---- Excerpt provided

SQMLite from functional subset with sqmreads2tables.py - All Taxa plotted as "Other" #700

Closed mscarbor closed 12 months ago

mscarbor commented 1 year ago

Hello! I did some subsetting for specific KO numbers and am trying to create taxa plots, but they always show up as "other" despite being annotated as specific taxa within the SQMLite object. A screenshot of an example is here:

Screenshot 2023-06-22 at 3 48 01 PM

Peyton_Landfill_AMO.RData.zip

Any suggestions on how to get the taxa to plot?

fpusan commented 1 year ago

Will look into It. What exact commands did you use for generating the project, subsetting, loading into SQMtools and plotting? And what SqueezeeMeta/SQMtools version did you use?

fpusan commented 1 year ago

Can reproduce

fpusan commented 1 year ago

Yeah, ok, this is the same problem as in #652, but with plotTaxonomy instead of plotFunction. I should have anticipated this by then.

Namely you have two samples in which your subset rendered no reads at all, so the total counts are zero which results in NaN when trying to calculate percentages.

plotTaxonomy(project, count='abund') will work (displaying raw counts instead of percentages)

If you really want to have the samples as percentages (not sure on how to interpret those, as in #652 these should probably be percentages over the TOTAL number of reads instead) you can do as follows.

ta = project$taxa$phylum$abund # assuming you want the phylum level
total_reads = colSums(ta)
## alternatively if you want to normalize by the total number of reads in the sample (instead of in the subset)

--------
---- Supplied entries

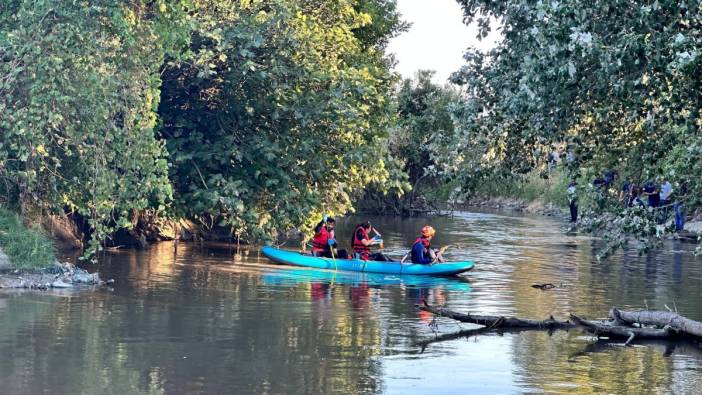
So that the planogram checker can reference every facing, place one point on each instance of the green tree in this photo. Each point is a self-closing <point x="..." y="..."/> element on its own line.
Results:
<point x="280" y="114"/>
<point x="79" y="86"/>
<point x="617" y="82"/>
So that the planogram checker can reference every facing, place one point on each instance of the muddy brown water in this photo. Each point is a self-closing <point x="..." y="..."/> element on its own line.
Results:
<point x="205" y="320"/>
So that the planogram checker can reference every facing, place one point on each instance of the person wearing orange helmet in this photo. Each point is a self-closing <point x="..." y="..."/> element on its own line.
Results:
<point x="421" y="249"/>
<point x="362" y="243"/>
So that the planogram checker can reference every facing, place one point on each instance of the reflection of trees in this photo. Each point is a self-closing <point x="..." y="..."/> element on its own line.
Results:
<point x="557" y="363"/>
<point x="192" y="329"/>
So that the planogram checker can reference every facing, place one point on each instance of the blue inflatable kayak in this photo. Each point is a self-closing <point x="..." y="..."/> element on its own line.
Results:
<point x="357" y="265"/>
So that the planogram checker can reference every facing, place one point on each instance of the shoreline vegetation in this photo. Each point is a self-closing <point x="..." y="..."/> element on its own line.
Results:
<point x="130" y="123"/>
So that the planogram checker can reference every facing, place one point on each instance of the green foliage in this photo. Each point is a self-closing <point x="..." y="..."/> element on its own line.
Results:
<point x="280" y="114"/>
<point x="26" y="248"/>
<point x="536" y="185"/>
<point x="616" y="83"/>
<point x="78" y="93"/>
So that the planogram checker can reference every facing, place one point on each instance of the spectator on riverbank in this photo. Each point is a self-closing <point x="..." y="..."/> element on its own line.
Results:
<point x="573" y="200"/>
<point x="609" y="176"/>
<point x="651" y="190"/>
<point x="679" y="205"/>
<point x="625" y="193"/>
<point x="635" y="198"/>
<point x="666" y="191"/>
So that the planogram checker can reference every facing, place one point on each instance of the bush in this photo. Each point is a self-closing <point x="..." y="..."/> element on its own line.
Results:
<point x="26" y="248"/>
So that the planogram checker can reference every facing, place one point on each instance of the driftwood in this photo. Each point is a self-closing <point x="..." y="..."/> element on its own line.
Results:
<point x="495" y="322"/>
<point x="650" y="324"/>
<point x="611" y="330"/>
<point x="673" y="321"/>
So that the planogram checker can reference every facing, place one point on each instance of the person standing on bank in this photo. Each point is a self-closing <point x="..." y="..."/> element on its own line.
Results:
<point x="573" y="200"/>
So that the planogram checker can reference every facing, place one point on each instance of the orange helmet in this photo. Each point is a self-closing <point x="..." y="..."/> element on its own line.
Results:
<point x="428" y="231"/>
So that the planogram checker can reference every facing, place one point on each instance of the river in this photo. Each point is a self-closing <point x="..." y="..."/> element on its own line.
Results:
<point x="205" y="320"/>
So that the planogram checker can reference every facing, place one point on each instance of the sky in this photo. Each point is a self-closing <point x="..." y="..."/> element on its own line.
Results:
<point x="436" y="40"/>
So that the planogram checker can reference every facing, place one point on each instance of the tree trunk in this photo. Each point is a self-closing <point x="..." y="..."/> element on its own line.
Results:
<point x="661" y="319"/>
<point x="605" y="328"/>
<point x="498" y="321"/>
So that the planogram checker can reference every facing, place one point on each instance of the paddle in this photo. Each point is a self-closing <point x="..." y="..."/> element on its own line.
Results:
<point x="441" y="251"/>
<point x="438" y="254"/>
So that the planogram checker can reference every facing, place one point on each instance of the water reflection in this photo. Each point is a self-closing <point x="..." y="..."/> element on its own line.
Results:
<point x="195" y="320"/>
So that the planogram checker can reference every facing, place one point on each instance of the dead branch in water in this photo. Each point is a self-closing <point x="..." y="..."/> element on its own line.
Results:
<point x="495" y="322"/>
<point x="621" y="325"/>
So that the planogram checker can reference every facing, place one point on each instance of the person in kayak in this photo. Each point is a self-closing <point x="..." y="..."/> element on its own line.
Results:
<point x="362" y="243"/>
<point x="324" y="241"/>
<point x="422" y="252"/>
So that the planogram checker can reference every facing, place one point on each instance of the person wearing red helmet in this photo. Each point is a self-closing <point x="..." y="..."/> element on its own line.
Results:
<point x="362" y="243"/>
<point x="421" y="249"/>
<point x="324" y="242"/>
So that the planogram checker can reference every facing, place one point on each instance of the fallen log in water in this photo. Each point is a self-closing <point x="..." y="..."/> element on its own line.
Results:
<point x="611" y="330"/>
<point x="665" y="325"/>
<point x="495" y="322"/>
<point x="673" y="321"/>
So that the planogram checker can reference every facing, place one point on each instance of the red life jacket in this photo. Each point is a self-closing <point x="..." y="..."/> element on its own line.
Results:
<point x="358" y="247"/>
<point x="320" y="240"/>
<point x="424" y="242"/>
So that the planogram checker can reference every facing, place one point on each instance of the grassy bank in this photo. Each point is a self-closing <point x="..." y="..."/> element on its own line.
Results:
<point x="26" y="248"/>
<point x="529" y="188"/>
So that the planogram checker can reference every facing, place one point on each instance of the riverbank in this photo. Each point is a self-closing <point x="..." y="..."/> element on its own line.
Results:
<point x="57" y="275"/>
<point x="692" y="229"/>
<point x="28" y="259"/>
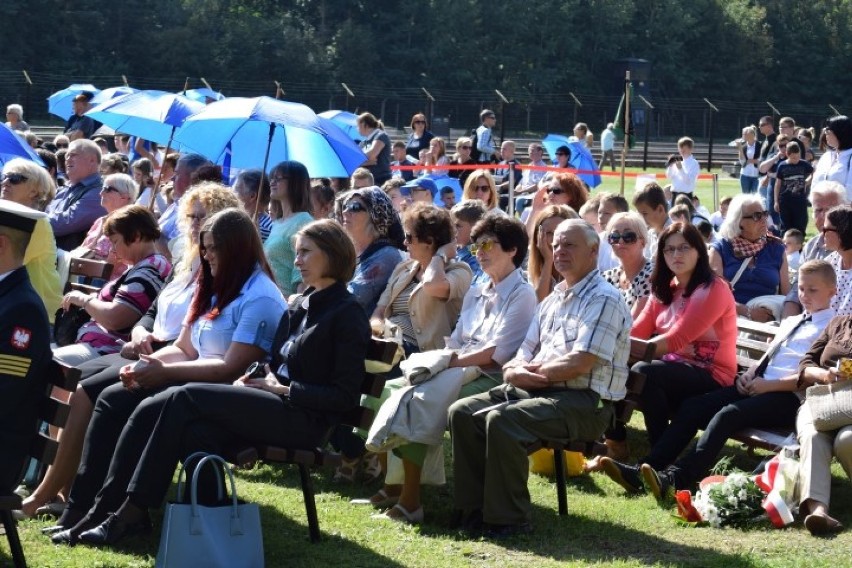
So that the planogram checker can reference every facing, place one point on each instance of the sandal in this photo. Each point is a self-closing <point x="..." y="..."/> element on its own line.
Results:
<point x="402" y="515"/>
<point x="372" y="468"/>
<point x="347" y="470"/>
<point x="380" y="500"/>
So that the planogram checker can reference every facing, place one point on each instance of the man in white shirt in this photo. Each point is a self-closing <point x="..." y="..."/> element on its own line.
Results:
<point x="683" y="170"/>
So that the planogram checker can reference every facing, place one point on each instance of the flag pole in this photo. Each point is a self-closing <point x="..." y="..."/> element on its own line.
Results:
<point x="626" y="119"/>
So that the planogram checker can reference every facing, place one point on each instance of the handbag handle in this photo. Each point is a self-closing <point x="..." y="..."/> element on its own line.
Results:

--------
---- Supplied entries

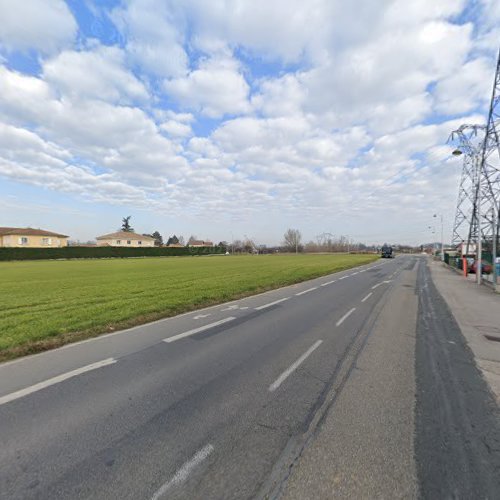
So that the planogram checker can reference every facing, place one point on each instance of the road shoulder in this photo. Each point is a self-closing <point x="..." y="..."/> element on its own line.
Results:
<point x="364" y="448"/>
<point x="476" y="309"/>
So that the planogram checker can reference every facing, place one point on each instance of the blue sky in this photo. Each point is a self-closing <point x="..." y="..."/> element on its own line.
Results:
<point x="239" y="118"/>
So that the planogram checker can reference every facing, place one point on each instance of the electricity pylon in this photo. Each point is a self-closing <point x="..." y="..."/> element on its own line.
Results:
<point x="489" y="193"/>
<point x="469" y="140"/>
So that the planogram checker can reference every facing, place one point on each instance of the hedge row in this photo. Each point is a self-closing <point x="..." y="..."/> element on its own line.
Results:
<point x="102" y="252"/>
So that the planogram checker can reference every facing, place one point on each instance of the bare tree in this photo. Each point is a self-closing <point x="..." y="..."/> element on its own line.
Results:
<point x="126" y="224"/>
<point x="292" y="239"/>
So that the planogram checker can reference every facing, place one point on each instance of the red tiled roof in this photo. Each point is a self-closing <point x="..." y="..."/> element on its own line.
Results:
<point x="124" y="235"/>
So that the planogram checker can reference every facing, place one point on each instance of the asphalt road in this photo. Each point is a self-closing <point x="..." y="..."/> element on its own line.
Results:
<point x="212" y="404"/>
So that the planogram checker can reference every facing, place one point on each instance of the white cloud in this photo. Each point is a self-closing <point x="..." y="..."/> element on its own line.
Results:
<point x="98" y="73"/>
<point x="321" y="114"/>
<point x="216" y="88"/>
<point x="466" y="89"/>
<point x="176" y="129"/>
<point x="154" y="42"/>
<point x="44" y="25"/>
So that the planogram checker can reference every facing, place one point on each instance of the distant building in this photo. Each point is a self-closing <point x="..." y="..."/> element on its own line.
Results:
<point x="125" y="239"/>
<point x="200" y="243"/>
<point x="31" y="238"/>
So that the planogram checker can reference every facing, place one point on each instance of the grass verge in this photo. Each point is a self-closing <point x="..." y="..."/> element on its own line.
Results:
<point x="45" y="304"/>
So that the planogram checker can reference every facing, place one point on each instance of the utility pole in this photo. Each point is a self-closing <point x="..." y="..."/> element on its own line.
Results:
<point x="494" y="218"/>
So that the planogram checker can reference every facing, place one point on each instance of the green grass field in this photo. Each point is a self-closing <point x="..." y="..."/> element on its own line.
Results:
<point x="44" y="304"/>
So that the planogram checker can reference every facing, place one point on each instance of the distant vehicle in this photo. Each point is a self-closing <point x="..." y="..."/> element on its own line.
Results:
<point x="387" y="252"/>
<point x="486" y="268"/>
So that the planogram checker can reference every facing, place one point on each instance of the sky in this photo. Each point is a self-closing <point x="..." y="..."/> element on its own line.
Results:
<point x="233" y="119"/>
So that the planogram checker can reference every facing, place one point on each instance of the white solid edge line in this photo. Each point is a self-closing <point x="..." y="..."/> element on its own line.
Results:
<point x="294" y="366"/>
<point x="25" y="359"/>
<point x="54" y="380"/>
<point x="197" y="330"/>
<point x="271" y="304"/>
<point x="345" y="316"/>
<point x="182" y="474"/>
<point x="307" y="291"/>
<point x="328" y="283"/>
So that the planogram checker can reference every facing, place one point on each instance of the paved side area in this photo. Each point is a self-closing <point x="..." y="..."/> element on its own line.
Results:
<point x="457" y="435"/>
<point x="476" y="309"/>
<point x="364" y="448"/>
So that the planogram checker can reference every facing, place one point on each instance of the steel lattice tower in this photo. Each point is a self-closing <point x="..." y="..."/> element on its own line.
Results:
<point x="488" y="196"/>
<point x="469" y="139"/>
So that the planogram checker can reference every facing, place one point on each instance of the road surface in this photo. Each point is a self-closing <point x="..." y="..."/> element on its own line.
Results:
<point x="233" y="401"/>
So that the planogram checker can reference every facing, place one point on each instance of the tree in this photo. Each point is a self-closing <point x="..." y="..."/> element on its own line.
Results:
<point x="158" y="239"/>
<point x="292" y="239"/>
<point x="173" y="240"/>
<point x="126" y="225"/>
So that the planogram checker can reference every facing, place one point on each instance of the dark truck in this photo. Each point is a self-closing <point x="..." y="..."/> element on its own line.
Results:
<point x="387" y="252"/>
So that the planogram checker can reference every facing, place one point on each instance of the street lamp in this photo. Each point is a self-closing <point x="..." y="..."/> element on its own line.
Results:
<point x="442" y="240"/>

--------
---- Supplied entries

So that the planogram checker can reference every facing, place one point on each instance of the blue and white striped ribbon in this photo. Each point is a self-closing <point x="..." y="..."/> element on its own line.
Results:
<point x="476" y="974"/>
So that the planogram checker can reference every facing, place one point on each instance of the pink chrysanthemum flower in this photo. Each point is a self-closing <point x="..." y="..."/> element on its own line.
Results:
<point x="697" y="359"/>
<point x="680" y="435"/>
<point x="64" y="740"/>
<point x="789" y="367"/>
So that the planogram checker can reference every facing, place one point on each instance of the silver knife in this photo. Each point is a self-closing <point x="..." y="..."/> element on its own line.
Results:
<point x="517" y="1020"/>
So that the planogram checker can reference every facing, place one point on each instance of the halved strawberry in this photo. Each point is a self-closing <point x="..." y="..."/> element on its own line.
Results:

--------

> **Goal of the exercise**:
Continue the thread about taxa plotting as "Other" in SQMtools, starting right after its final line.

> **The result**:
##  you can load the full non-subseted project with loadSQMlite and then go like
# total_reads = colSums(FULLproject$taxa$phylum$abund)
percents = 100 * t( t(ta) / total_reads )
percents = percents[, !is.na(colSums(percents))] # remove the samples with zero total counts
plotBars( mostAbundant(percents) ) # and here's your plot

Anyways I'll leave this open so I don't forget to provide a more permanent solution to this

mscarbor commented 1 year ago

Hey again! Thanks for the quick reply. This is all with v1.6.2

For subsetting from the original output, I used:

image

I then created the SQMLite object on a server and downloaded to my local Mac and loaded it with:

load("Peyton_Landfill_AMO.RData")

And created plot with:

plotTaxonomy(project, rank = 'order')

Would it be helpful to provide all the tables used to make the SQMLite object?

fpusan commented 1 year ago

Heh, we crossed messages! I don't need more info, the code above should fix it for you

mscarbor commented 1 year ago

AAHHHHHH! Perfect, thanks so much!!